_Input data_.
[start]

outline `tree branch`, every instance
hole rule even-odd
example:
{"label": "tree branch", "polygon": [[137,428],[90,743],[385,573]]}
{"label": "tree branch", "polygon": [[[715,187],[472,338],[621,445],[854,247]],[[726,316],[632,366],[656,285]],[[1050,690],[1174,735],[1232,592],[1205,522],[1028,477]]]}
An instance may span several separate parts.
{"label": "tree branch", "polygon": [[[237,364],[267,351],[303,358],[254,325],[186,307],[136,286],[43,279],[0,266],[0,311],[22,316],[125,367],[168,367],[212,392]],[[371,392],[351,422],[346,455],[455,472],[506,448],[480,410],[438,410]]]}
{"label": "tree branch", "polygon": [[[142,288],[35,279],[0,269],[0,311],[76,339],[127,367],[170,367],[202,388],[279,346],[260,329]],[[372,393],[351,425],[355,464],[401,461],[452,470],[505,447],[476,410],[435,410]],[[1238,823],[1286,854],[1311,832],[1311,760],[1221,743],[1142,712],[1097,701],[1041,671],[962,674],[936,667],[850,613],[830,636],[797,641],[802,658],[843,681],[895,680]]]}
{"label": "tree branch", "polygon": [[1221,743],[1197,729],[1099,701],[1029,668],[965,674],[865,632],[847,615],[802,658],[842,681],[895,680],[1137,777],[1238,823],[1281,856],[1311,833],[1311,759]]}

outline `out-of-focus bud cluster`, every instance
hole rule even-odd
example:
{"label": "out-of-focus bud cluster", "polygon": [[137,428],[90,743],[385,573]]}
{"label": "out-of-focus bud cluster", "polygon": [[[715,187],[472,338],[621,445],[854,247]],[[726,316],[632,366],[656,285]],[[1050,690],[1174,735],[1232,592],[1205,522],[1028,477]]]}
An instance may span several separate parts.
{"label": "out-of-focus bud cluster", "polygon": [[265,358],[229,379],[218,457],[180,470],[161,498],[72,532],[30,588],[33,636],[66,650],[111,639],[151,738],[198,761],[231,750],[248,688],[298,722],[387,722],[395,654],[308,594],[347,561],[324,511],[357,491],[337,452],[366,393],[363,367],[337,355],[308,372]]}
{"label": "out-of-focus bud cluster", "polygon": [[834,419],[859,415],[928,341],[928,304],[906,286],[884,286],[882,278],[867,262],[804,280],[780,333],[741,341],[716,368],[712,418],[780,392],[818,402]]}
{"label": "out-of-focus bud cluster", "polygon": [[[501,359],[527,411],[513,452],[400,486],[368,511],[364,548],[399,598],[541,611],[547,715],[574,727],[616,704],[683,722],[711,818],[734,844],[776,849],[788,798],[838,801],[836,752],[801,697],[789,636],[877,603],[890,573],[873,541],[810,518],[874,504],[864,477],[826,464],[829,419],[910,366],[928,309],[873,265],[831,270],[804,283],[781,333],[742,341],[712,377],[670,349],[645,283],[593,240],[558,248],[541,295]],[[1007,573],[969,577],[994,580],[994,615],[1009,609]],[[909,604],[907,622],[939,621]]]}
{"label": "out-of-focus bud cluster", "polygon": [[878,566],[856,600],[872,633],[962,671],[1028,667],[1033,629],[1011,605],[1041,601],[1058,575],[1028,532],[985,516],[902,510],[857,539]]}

[end]

_Work to do_. Find every line of the listing that contains the string "outline", and copy each one in full. Matching is case-sensitive.

_Response to this task_.
outline `tree branch`, every instance
outline `out-of-focus bud cluster`, every instance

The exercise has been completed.